'''

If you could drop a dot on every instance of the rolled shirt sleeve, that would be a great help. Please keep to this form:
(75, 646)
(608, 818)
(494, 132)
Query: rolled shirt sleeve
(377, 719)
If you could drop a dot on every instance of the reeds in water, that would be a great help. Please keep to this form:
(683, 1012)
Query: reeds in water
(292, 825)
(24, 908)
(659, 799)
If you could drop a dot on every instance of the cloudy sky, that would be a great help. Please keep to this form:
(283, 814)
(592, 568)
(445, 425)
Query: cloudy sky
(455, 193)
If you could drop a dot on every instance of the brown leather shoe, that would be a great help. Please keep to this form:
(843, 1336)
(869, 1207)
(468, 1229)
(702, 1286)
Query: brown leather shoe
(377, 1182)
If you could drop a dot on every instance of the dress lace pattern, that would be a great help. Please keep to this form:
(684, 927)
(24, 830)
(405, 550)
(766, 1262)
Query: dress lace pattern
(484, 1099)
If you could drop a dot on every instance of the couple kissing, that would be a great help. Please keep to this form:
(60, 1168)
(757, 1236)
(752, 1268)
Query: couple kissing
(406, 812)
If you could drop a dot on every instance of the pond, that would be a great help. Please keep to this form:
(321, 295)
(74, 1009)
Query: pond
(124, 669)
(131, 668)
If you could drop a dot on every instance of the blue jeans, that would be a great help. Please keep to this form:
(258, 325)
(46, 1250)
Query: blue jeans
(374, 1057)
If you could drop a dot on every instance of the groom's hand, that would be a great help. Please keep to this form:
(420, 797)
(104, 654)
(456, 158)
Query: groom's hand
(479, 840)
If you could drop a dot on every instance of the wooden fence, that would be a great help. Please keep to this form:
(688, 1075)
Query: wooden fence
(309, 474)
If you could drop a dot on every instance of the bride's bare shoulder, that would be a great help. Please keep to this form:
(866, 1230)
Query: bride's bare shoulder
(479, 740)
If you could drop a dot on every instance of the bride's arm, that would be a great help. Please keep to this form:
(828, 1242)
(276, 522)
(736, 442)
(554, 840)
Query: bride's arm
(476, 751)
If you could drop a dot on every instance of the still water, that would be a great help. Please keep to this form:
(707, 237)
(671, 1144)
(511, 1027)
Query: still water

'''

Stated exercise
Present all of the lines above as a Markdown table with two columns, Row and Line. Give each line its own numbered row and leave out any blank lines.

Correct output
| Row | Line |
|---|---|
| 1 | If you could drop a dot on every instance of the rolled shirt sleeve, that would be a great help. Please keep to this form: |
| 2 | (75, 646) |
| 3 | (608, 818) |
| 4 | (494, 132) |
| 5 | Query: rolled shirt sleeve |
| 6 | (377, 719) |
| 7 | If you could drop a dot on every instance of the reeds in water, that would be a great help. Please keep to this form: |
| 8 | (683, 1012) |
| 9 | Query: reeds in water |
| 10 | (292, 825) |
| 11 | (24, 908) |
| 12 | (659, 799) |
| 13 | If you could drop a dot on every instance of the cloudy sky, that would be a great help. Please keep to this form: |
| 14 | (283, 814) |
| 15 | (592, 568) |
| 16 | (445, 425) |
| 17 | Query: cloudy sky |
| 18 | (455, 193) |
| 19 | If you could drop a dot on every instance of the brown leather shoe, that would be a great help. Please keep to this form: |
| 20 | (843, 1336) |
| 21 | (869, 1207) |
| 22 | (468, 1229) |
| 23 | (702, 1286) |
| 24 | Query: brown leather shoe |
| 25 | (377, 1182) |
| 26 | If you could drop a dot on every instance of the dress lace pattern, that would be a great help. Please keep to this form: |
| 27 | (684, 927) |
| 28 | (24, 830) |
| 29 | (405, 550) |
| 30 | (766, 1262) |
| 31 | Query: dress lace pattern |
| 32 | (484, 1099) |
| 33 | If you could drop a dot on every instance of the couple kissing, that would be a great help. Please keep to this form: |
| 34 | (60, 1168) |
| 35 | (757, 1236) |
| 36 | (752, 1268) |
| 37 | Query: couple kissing |
| 38 | (406, 812) |
| 39 | If you could drop a dot on every instance of the pond, that would be a great help. Please keep to this form: |
| 40 | (321, 295) |
| 41 | (74, 1009) |
| 42 | Query: pond |
| 43 | (124, 669) |
| 44 | (131, 668) |
| 45 | If you could drop a dot on every instance of the blue jeans, that would be a great help. Please keep to this form: |
| 46 | (258, 325) |
| 47 | (46, 1250) |
| 48 | Query: blue jeans |
| 49 | (374, 1057) |
| 50 | If you could drop a dot on every instance of the groom's hand, that would be a great help. Please keep to this form: |
| 51 | (420, 797) |
| 52 | (104, 654) |
| 53 | (456, 158) |
| 54 | Query: groom's hand |
| 55 | (479, 840) |
| 56 | If you could drop a dot on every instance of the wooden fence, that would be a great help. Please keep to this form: |
| 57 | (688, 1075) |
| 58 | Query: wooden fence |
| 59 | (309, 474) |
| 60 | If you could drop a dot on every instance of the bride's bare shoulder, that would be a great help. Please keep to this form: |
| 61 | (866, 1230) |
| 62 | Query: bride's bare shoulder |
| 63 | (479, 740) |
| 64 | If you could drop a dot on every instance of the bride's arm, that would be a great help. Please keep to this form: |
| 65 | (828, 1242) |
| 66 | (276, 522) |
| 67 | (736, 442) |
| 68 | (554, 840) |
| 69 | Query: bride's arm |
| 70 | (476, 751) |
| 71 | If you could drop a dot on every instance of the still water, that would be a great help. Please keep to this form: |
| 72 | (707, 237) |
| 73 | (671, 1144) |
| 74 | (511, 1027) |
| 75 | Query: still water |